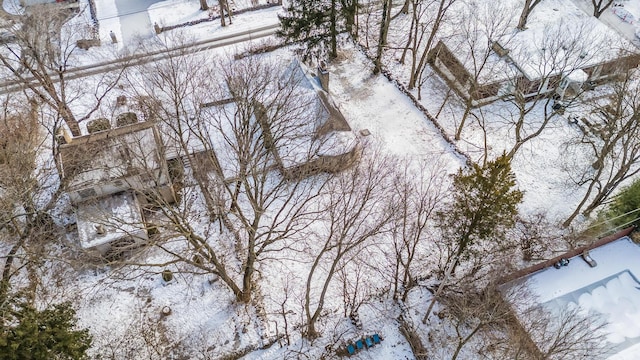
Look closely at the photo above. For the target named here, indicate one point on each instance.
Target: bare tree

==

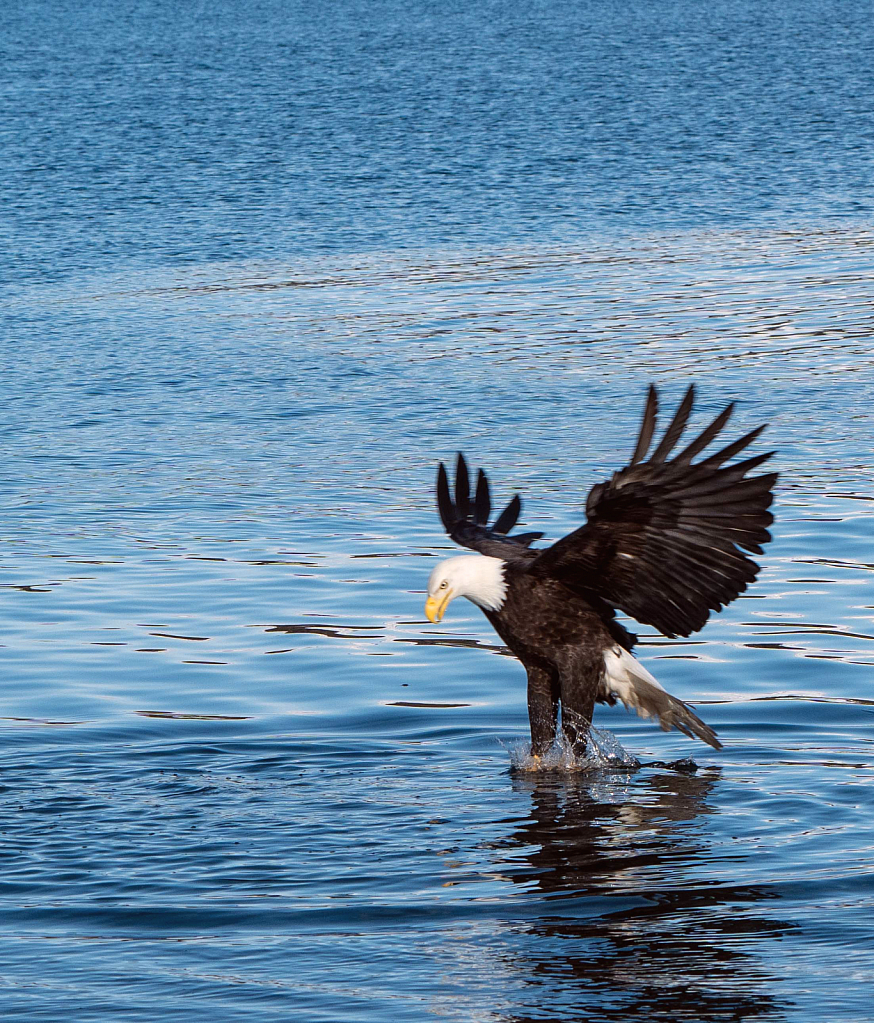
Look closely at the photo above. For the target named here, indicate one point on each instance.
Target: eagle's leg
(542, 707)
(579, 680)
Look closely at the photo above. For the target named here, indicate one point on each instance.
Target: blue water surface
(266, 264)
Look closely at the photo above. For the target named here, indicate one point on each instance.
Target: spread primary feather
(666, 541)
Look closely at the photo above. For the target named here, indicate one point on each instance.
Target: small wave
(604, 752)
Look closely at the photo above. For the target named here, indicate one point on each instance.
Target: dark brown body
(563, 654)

* * *

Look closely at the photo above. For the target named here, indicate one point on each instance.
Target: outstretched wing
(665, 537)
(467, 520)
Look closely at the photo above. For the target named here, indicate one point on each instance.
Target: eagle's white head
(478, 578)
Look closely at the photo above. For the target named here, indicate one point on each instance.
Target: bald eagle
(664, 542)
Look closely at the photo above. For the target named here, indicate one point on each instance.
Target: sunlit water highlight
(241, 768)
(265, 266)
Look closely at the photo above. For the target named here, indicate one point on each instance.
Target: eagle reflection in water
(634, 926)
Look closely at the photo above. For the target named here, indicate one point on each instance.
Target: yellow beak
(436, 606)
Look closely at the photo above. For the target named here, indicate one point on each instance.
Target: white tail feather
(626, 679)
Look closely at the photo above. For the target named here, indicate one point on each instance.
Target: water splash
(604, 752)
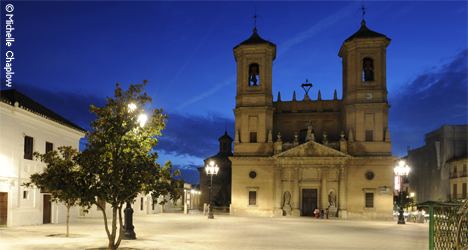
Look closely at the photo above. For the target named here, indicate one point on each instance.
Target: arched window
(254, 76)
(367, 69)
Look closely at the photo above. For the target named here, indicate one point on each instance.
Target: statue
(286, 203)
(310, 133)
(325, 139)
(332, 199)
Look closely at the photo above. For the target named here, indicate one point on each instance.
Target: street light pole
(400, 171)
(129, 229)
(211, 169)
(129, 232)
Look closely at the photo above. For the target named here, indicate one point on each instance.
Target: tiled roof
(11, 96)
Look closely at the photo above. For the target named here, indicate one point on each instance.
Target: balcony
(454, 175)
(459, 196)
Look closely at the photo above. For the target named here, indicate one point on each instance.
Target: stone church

Work item: Once the line with "Target: balcony" is found in the records above, print exactly that line and every line after it through the line with "Target: stone church".

Task output:
Target: balcony
(454, 175)
(459, 196)
Look closely at the photo above. For the target named here, indicate one point on each instance.
Target: stone church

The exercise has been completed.